*REQUIRED WORK*: For this exercise, transcribe all of the records exactly as given.

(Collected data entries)
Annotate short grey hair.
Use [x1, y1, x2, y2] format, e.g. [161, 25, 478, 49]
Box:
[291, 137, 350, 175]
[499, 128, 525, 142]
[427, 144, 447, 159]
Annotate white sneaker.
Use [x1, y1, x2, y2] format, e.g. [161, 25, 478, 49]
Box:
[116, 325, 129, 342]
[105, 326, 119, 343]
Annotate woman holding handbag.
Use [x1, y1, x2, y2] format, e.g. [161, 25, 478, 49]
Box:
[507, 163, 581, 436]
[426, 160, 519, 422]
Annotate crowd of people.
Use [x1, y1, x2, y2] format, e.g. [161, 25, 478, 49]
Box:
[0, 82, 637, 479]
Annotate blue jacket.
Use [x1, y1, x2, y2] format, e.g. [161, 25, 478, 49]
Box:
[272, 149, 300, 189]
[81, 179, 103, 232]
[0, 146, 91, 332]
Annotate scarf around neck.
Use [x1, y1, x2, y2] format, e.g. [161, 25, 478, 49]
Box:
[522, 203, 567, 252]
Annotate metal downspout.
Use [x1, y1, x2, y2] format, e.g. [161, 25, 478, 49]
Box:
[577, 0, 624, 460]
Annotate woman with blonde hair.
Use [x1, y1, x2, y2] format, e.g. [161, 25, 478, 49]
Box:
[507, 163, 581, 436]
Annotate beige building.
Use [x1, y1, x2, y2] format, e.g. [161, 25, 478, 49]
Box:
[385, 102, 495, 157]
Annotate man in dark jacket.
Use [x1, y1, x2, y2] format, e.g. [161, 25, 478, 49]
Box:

*TASK SOLUTION*:
Annotate short grey hair.
Use [x1, y1, x2, y2] format, e.g. [161, 25, 478, 49]
Box:
[291, 137, 350, 175]
[499, 128, 525, 142]
[427, 144, 447, 159]
Annotate white sneaker.
Use [x1, y1, x2, y2] format, e.g. [161, 25, 478, 49]
Box:
[116, 325, 129, 342]
[105, 326, 119, 343]
Annotate woman holding handbag.
Use [x1, y1, x2, y2] format, e.g. [161, 25, 478, 49]
Box:
[507, 163, 581, 436]
[426, 160, 519, 422]
Annotate crowd of people.
Use [x1, y1, x2, y2] format, e.g. [161, 25, 478, 49]
Box:
[0, 82, 637, 479]
Annotate blue jacket.
Use [x1, y1, x2, y2] format, e.g. [161, 25, 478, 49]
Box:
[272, 149, 300, 189]
[81, 179, 103, 232]
[0, 146, 91, 332]
Annotate scarf around neck.
Use [x1, y1, x2, y2] format, e.g. [161, 25, 478, 49]
Box:
[522, 203, 567, 252]
Annotate metal downspout.
Use [x1, y1, x2, y2] format, e.g. [161, 25, 478, 49]
Box:
[577, 0, 624, 460]
Annotate woman with blonde hair.
Use [x1, y1, x2, y2] format, e.g. [161, 25, 478, 49]
Box:
[507, 163, 581, 436]
Annotate beige building.
Use [x1, y1, x2, y2] format, e.g. [161, 25, 478, 49]
Box:
[385, 102, 495, 157]
Annotate man in dark jacket.
Use [x1, y1, x2, y2] format, e.g. [161, 25, 478, 49]
Box:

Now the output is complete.